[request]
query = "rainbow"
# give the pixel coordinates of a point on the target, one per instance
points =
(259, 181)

- **Stated task**
Reproduce the rows with "rainbow" replaced by "cloud" wherever it occurs, leaving everything else unchanged.

- **Written response**
[request]
query = "cloud"
# give the pixel coordinates of a point on the target, one per instance
points =
(259, 181)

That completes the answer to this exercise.